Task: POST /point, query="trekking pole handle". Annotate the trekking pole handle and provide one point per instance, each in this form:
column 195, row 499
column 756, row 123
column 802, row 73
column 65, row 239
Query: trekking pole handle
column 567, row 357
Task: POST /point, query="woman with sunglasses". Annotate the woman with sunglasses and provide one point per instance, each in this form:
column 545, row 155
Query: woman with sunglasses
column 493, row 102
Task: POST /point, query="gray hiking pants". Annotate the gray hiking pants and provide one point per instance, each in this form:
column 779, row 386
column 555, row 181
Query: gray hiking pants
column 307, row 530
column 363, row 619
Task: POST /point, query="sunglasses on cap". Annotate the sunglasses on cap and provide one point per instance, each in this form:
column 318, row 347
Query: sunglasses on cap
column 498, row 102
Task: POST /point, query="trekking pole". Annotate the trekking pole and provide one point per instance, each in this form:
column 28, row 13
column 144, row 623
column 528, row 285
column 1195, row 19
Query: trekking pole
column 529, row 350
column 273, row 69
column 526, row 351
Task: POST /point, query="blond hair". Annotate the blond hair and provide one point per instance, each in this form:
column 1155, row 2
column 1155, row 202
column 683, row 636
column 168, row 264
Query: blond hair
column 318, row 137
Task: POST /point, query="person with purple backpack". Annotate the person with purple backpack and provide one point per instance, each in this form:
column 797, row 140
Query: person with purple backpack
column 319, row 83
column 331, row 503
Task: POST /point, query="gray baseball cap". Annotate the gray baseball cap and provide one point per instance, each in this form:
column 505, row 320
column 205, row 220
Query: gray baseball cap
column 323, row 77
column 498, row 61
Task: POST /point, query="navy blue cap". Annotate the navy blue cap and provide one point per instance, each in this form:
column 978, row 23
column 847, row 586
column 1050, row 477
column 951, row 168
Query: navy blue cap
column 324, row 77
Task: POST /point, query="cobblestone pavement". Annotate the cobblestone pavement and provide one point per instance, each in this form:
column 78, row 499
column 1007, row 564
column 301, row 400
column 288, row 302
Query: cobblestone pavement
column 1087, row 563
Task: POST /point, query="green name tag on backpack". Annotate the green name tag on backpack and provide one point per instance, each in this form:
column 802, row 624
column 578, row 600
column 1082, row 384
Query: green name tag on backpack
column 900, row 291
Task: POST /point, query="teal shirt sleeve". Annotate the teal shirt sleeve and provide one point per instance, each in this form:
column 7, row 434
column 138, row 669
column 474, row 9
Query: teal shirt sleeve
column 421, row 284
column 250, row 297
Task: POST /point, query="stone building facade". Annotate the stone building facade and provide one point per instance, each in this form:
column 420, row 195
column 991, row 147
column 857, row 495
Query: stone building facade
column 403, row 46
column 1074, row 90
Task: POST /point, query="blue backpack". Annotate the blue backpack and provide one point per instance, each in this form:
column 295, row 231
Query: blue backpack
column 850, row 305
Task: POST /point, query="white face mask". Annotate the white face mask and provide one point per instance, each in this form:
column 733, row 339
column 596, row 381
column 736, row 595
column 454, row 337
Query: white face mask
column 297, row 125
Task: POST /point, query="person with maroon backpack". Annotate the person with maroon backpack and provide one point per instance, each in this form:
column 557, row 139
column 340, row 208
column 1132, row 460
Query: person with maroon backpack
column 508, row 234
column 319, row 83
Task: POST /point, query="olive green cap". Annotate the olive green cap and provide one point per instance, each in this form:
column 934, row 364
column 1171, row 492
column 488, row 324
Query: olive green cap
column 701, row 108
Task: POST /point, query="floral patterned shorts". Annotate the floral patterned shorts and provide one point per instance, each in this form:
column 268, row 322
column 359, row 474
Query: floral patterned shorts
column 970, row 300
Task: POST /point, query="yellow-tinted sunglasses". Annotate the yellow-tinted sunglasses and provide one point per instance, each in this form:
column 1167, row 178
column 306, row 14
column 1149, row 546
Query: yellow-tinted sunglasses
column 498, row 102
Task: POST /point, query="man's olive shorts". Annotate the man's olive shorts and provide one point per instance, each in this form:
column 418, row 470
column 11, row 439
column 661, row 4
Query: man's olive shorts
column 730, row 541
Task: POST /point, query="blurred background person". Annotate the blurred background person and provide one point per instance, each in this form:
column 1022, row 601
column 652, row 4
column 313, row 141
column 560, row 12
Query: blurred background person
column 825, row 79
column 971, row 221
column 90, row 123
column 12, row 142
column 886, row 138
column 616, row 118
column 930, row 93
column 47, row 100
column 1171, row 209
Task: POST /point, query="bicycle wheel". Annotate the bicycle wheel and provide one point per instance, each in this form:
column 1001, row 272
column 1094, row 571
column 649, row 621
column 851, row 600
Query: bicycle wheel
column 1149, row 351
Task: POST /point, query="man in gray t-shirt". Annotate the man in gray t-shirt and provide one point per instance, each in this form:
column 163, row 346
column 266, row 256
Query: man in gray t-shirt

######

__Task to carry out__.
Could you repeat every record above exactly as it appears?

__Task result__.
Task: POST /point, query="trekking pole handle". Annotate the trekking pole handle and provide one point per instance, each in this form:
column 195, row 499
column 756, row 123
column 802, row 73
column 65, row 239
Query: trekking pole handle
column 567, row 357
Task: POST /point, query="woman with sunglasses". Annotate the woman with sunglasses and provide one point per instance, each in this form:
column 545, row 155
Query: woman with sunglasses
column 493, row 102
Task: POST /point, query="gray hiking pants". Annotate the gray hiking pants and provide one point per instance, each in this form:
column 779, row 386
column 555, row 181
Query: gray hiking pants
column 307, row 530
column 363, row 619
Task: POST /point, query="sunglasses on cap". Annotate the sunglasses on cap and provide one point per instance, each in this form:
column 318, row 347
Query: sunglasses on cap
column 498, row 102
Task: POST /point, query="trekking pole". Annotate the trekking pole and provide one point per instance, each in this form:
column 28, row 13
column 144, row 623
column 528, row 285
column 1195, row 19
Query: trekking pole
column 529, row 350
column 273, row 69
column 526, row 351
Task: POST /point, query="blond hair". Annotate the blond hair and provide one point per instance, each in this form:
column 1155, row 2
column 1155, row 202
column 683, row 636
column 168, row 264
Query: blond hair
column 318, row 137
Task: POST /point, query="person with purple backpack". Annotate the person with purple backpack and provide one point per instance, each in this form:
column 797, row 140
Query: person with purple backpack
column 319, row 83
column 331, row 503
Task: POST /point, query="gray baseball cap". Annotate the gray baseball cap and provide one point per instance, each in this form:
column 505, row 320
column 205, row 220
Query: gray baseball cap
column 323, row 77
column 498, row 61
Task: POST /point, query="navy blue cap". Annotate the navy blue cap and provide one point per instance, each in this form:
column 978, row 23
column 847, row 586
column 1050, row 477
column 951, row 168
Query: navy blue cap
column 324, row 77
Task: POST /point, query="cobblestone pavement". Annotate the cobblestone pavement and provide one point per instance, each in this form:
column 78, row 499
column 1007, row 564
column 301, row 400
column 288, row 302
Query: cobblestone pavement
column 1087, row 563
Task: POST /point, query="green name tag on backpack". Annotate the green name tag on backpack and provide one point per instance, each in this form:
column 802, row 624
column 578, row 600
column 1082, row 384
Query: green name tag on backpack
column 900, row 291
Task: POST /point, query="teal shirt sleeve". Annotate the teal shirt sleeve and provide one point per instance, each in this form:
column 7, row 434
column 138, row 669
column 474, row 9
Query: teal shirt sleeve
column 421, row 284
column 250, row 297
Task: POST /point, query="stone building facade". Annotate the stone building facade and provide one point per instance, each in this form:
column 420, row 195
column 991, row 147
column 857, row 495
Query: stone building facade
column 403, row 46
column 1074, row 90
Task: POST /point, query="blue backpack". Annotate the blue backpack and provide one point per instance, each in this form:
column 295, row 231
Query: blue backpack
column 850, row 305
Task: POST /point, query="white face mask". Annotate the white face mask and provide one point per instance, each in this form:
column 733, row 339
column 596, row 381
column 736, row 595
column 454, row 337
Query: white face mask
column 297, row 125
Task: POST /point, query="person with maroon backpack". Annotate the person with maroon backpack and provide one point per instance, each in this form:
column 557, row 139
column 340, row 208
column 1132, row 460
Query: person with maroon backpack
column 508, row 234
column 319, row 83
Task: POST /point, query="olive green cap". Annotate the olive green cap and provide one point per instance, each in this form:
column 934, row 364
column 1171, row 492
column 488, row 324
Query: olive green cap
column 701, row 108
Task: POST /point, query="floral patterned shorts". Annotate the floral patterned shorts and provide one point per instance, each in this form:
column 268, row 322
column 359, row 474
Query: floral patterned shorts
column 970, row 300
Task: POST /point, query="yellow-tinted sunglasses". Annotate the yellow-tinted sunglasses and provide one point per instance, each in this form:
column 1167, row 178
column 306, row 14
column 1149, row 546
Query: yellow-tinted sunglasses
column 498, row 102
Task: POST /point, query="man's olive shorts". Annotate the man's olive shorts and provide one point per instance, each in this form:
column 418, row 470
column 11, row 439
column 661, row 4
Query: man's olive shorts
column 730, row 541
Task: POST /point, query="blurred background person". Annotate the blurred background person and provide one point per instance, each in this form:
column 1022, row 601
column 652, row 4
column 313, row 141
column 560, row 12
Query: blurred background person
column 825, row 79
column 971, row 221
column 90, row 123
column 12, row 142
column 886, row 138
column 616, row 118
column 930, row 93
column 47, row 100
column 1171, row 209
Task: POST /point, query="bicycle wheel". Annotate the bicycle wheel and provide one point per instance, each in this form:
column 1001, row 272
column 1094, row 571
column 649, row 621
column 851, row 600
Query: bicycle wheel
column 1149, row 351
Task: POST /point, query="man in gray t-shirt". Annotate the man in gray t-shirt and provide one point per instance, each in this form:
column 163, row 346
column 266, row 256
Query: man in gray t-shirt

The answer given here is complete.